> **THE EXERCISE**: Rewrite the material below with each occurrence of "Mark the region of the" changed to "Outline the area covered by the", keeping everything else the same.

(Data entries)
_ _ _ _
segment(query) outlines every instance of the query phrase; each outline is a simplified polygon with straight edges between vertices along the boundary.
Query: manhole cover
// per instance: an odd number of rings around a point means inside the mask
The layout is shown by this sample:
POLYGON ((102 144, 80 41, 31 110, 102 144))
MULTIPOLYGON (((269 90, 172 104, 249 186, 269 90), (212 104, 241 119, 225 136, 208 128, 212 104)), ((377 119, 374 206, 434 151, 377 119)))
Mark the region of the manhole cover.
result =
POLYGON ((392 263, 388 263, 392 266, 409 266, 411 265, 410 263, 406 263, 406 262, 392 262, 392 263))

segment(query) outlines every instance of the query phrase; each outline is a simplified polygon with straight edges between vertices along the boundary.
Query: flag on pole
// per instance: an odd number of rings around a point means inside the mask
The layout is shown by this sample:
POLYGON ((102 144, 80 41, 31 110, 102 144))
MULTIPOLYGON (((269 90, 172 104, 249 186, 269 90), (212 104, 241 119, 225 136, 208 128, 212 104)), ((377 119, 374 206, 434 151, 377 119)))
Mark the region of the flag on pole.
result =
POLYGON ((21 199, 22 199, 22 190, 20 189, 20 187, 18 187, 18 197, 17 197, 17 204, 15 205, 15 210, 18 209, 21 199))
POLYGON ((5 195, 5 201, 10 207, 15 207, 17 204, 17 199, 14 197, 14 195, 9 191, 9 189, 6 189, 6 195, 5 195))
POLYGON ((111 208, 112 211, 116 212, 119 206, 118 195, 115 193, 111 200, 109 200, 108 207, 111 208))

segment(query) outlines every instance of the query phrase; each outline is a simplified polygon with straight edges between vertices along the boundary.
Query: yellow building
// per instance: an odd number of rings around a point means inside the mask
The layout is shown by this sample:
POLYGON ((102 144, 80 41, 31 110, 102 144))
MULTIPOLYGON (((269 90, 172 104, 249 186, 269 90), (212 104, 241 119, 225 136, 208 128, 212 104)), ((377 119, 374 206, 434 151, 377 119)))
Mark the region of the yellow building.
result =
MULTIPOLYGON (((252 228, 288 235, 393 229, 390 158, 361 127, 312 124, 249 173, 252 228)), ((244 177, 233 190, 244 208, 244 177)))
_ _ _ _
> **WORKED SOLUTION**:
segment(query) outlines every instance of the query phrase; each outline is a simplified polygon with straight edges between vertices along the boundary.
Query: manhole cover
// per instance: an odd number of rings around a point means inside the mask
The layout is shown by this sample:
POLYGON ((102 144, 80 41, 31 110, 102 144))
MULTIPOLYGON (((269 90, 172 104, 249 186, 269 90), (212 104, 241 119, 225 136, 208 128, 212 104)), ((377 119, 374 206, 434 151, 377 119)))
Outline the area covered by the manhole cover.
result =
POLYGON ((392 263, 388 263, 392 266, 409 266, 411 265, 410 263, 406 263, 406 262, 392 262, 392 263))

segment(query) outlines every instance of the query phrase; each outline is a simplified polygon with straight edges between vertices along the boundary.
Query: flag on pole
// per instance: an odd number of rings around a point means inside the mask
The layout is shown by this sample:
POLYGON ((102 144, 80 41, 31 110, 102 144))
MULTIPOLYGON (((269 90, 172 104, 249 186, 269 90), (212 104, 241 119, 225 136, 208 128, 212 104)), ((377 119, 374 206, 434 151, 377 119)))
Outline the area covered by the flag on pole.
result =
POLYGON ((21 199, 22 199, 22 190, 20 189, 20 187, 18 187, 18 197, 17 197, 17 204, 15 205, 15 210, 18 209, 21 199))
POLYGON ((5 195, 5 201, 10 207, 15 207, 17 204, 17 199, 14 197, 14 195, 9 191, 9 189, 6 189, 6 195, 5 195))
POLYGON ((111 208, 112 211, 116 212, 119 206, 118 195, 115 193, 111 200, 109 200, 108 207, 111 208))

segment(query) outlines every instance of the query phrase; each outline is a simplified polygon with straight edges between vertices along the boundary.
Query: yellow building
// per instance: an odd number of rings around a point means inside the mask
The layout is shown by this sample:
POLYGON ((102 144, 80 41, 31 110, 102 144))
MULTIPOLYGON (((269 90, 172 104, 249 186, 269 90), (212 104, 241 119, 225 136, 208 128, 212 104)), ((377 119, 374 206, 434 151, 377 119)))
Outline the area covered by the yellow building.
result =
MULTIPOLYGON (((252 228, 288 235, 393 229, 390 158, 361 127, 312 124, 249 173, 252 228)), ((244 177, 233 190, 244 208, 244 177)))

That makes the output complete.